++++ Supplied passage

Oh MichyK I am so sorry. This is awful. I think you really have to confide in someone - a close friend or family member - you can’t go through this on your own! Take heart however that you have fallen pregnant- and meantime you perhaps need to discuss things openly and frankly with your partner. I wish you loads of luck and I think your first priority has to be to find someone close to you to confide in xx

angellllll profile image
angellllll

This made me emotional. I am so sorry to hear about your loss. That must have been devastating. It can be really difficult to go through such situations especially when your husband isn't there for you. I think you should talk about this with him. Having the right support is so important. I think this MC should be a sign that you can get pregnant. Visit a doctor with a high success rate. He/she will help you with all of this in a much better manner. I think you shouldn't give up. Yes, I know that it is difficult to recover. However, I think another pregnancy would really help you. Check on your possibilities as well. Sending baby dust your way. Best of luck with everything.

So so sad. I have also been diagnosed with endometriosis stage 4 and pcos at the age of 24. I’ve been told it’s highly unlikely for me to conceive naturally and my only option would be ivf.

++++++++
++++ Data to examine

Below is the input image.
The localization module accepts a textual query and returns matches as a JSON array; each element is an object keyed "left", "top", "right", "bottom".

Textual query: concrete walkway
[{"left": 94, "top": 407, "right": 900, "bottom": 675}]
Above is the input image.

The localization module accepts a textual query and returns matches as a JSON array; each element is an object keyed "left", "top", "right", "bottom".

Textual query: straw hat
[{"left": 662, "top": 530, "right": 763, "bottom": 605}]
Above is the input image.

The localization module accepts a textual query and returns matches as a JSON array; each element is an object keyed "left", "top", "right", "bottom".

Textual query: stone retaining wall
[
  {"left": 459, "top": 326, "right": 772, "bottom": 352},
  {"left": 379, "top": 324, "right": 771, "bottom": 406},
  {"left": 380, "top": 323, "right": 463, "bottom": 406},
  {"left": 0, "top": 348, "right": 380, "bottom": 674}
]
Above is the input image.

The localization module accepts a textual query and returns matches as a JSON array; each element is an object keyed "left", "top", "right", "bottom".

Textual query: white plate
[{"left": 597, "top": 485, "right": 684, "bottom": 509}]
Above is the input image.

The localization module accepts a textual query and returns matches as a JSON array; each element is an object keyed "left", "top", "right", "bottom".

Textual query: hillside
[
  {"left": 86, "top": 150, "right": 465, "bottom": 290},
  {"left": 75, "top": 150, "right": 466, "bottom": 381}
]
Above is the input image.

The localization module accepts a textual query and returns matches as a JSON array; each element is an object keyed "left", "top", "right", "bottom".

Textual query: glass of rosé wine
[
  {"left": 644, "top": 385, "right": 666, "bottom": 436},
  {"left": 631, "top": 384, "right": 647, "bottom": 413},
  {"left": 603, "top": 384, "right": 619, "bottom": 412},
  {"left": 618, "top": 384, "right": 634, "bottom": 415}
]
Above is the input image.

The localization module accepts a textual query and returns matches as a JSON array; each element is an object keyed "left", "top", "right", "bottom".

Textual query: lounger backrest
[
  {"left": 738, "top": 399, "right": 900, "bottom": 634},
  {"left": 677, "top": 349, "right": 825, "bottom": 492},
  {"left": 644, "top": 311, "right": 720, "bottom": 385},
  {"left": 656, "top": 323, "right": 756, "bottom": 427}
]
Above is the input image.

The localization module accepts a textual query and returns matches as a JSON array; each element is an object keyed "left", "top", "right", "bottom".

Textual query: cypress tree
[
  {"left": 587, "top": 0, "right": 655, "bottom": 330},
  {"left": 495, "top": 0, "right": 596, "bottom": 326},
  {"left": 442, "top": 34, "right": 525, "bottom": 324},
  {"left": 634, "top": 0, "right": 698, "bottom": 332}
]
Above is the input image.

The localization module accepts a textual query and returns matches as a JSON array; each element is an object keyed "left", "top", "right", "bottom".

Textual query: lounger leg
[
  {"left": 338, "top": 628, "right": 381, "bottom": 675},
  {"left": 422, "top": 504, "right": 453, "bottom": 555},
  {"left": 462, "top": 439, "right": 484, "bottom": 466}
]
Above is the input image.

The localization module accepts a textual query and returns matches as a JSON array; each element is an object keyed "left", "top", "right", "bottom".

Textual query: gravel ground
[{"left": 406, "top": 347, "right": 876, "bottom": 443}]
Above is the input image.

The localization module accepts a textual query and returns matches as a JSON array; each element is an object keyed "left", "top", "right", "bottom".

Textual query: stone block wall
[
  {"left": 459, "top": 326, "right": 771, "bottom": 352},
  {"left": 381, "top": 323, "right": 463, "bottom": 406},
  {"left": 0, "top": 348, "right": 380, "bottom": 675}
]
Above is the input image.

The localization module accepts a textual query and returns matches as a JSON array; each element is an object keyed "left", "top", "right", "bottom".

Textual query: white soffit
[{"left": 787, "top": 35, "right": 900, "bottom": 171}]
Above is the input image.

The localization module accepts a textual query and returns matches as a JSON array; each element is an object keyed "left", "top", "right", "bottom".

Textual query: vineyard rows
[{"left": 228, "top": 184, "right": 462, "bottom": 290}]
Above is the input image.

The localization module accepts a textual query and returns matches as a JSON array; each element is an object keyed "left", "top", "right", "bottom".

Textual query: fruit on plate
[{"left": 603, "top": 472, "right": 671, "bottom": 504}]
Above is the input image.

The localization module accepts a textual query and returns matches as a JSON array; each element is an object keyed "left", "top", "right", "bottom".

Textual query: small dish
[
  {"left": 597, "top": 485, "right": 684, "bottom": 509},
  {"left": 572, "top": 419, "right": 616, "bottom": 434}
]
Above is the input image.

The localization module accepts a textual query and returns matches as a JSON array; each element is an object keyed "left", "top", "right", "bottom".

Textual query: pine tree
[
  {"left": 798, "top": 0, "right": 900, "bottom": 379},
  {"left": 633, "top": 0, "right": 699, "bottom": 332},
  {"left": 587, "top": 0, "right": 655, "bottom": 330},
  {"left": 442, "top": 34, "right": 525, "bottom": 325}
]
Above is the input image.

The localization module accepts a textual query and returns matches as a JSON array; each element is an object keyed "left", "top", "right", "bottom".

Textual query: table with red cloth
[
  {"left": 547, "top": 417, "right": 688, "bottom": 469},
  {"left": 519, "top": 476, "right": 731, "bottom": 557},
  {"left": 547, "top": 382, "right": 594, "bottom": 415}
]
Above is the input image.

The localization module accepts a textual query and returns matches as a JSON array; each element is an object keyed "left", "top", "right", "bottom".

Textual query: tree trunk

++++++++

Could you continue the forum replies about miscarriage and infertility, picking up after their last sentence? The listing has nothing to do with the forum replies.

Answer section:
I’ve no chance of falling pregnant naturally as I’ve the worst cos of endometriosis ontop of pcos and my tubes are completely destroyed. I’ve also never fallen pregnant.

So there’s some hope there if youve fallen pregnant once.

Don’t lose hope, good luck x

Oh my Lord! how sad. I really felt deep sorrow for you. Hope you are fine. Sweetie, we all are here for you. You can talk with us. Thanks for sharing your story with us. Really sorry for what you are going through. Being not able to conceive is very hard phase of women life. My prayers are with you. You are going to be an amazing mother. Keep Smiling dear. Sending you baby dust xx.

There are mommy places that can help you like a maternity home for mom and baby. If your husband really cares about you he will be more caring and understand u. You seem stressed also. You know that to conceive fast you should not be stressed. Stress will affect your body. It will lead to any delays in conceiving. Try to have healthy food. Do a bit of exercise daily.